• **Questions**
a – Write out the passage about the Flight 253 suspect word for word, from "Abdulmutallab, who only" up to and including "University College, London.".
b – Pick up the passage about the Flight 253 suspect after its final sentence and keep writing it.

The young, Nigerian man being held in prison after he allegedly tried to blow himself up on an airplane Christmas Day is a study in contradictions, some reports say.
But, according to one expert, 23-year-old Umar Farouk Abdulmutallab is a near perfect match to the profile of a modern terrorist.
Abdulmutallab, who only set his lap ablaze after he failed to properly detonate explosive powder hidden in his underwear on a flight to Detroit Metro Airport, awaits criminal proceedings. Meanwhile, law enforcement officials, passengers who escaped his death plot on Flight 253, and the general public learn about Abdulmutallab’s upbringing and personal background. Among the details:
• Abdulmutallab received some of the best education available, including enrollment at the British International School in West Africa and the University College, London.
• The suspect’s father Alhaji Umaru Mutallab, who recently alerted government officials of his concern that his son held dangerous religious views, was once chairman of First Bank of Nigeria.
• The family of the suspect’s mother is originally from Yemen.
• Abdulmutallab was known in school by the nickname, “The Pope,” because of his priestly demeanor.
• A soccer fan, the suspect also is reportedly an avid reader.
• Abdulmutallab reportedly expressed concerns that his religious views would keep him from attending a high school prom.
A 2004 study, “Understanding Terrorist Networks,” suggests that the suspect’s privileged background is consistent with what agents often sacrifice in terror plots. Prepared by forensic psychiatrist and ex-CIA case officer Marc Sageman, the report found that 90 percent of would-be terrorists come from stable homes, three-quarters are from middle- to upper-economic-class families and that two-thirds have some college education. The average age for committing their lives to violence in the name of religion was 26 at the time of Sageman’s research, and most terrorists were married with children.

• **Study material**
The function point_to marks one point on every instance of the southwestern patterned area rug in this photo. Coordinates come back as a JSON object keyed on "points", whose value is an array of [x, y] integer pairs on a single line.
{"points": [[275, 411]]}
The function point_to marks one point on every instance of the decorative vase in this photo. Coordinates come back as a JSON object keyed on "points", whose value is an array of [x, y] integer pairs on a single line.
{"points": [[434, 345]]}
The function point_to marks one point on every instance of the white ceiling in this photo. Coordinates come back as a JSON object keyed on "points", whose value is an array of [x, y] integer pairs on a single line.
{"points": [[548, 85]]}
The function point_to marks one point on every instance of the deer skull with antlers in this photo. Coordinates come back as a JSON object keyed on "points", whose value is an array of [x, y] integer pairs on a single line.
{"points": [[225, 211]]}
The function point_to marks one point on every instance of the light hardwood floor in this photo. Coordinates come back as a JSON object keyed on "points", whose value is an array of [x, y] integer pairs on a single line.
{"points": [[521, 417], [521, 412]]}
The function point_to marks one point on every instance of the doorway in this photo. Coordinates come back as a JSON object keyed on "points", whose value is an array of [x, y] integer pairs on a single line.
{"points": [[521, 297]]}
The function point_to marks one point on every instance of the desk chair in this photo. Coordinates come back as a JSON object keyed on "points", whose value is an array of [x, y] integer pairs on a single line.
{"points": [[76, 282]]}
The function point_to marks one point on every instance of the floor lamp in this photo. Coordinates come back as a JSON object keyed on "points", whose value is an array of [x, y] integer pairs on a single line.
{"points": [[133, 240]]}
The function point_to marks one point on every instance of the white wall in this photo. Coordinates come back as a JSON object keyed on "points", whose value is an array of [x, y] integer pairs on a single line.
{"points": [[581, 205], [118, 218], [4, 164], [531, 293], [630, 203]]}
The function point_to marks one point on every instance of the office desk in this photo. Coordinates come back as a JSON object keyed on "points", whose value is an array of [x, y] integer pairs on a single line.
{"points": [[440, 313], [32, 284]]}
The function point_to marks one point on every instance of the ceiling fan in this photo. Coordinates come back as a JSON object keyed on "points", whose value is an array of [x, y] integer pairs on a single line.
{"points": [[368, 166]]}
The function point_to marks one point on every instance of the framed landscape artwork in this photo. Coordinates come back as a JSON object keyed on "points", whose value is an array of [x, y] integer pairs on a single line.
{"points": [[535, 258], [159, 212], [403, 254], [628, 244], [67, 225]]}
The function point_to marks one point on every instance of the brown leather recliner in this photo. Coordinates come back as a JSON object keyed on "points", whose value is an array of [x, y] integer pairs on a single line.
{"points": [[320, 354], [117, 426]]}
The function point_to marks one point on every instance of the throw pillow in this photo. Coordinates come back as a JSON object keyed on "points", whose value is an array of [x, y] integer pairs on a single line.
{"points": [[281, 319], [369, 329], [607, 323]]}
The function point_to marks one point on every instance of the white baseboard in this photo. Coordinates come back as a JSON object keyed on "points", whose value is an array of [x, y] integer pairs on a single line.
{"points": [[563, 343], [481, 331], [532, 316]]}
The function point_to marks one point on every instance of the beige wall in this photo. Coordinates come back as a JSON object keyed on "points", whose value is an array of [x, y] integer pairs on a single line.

• **Results**
a –
Abdulmutallab, who only set his lap ablaze after he failed to properly detonate explosive powder hidden in his underwear on a flight to Detroit Metro Airport, awaits criminal proceedings. Meanwhile, law enforcement officials, passengers who escaped his death plot on Flight 253, and the general public learn about Abdulmutallab’s upbringing and personal background. Among the details:
• Abdulmutallab received some of the best education available, including enrollment at the British International School in West Africa and the University College, London.

b –
According to intelligence officials and scholars of radical Islam, the attraction to radical forms of religion and politics for affluent, educated, young Muslims grows out of a sense of alienation. They are usually idealistic "outsiders" who come of age heavily exposed to Western education and culture, and when they become adults, reject those values as they establish their own identities.
Many of them are also critical of their parents, who they feel are too politically passive and do not stand up for their religion against the influences of Christianity or Western culture, foes of Islam in their perception.
Contrary to the stereotype that terrorists are “crazy,” the study showed that only one in 100 demonstrated psychological problems. “They came from moderately religious, caring, middle-class families,” writes Sageman. “They spoke three, four, five, six languages.”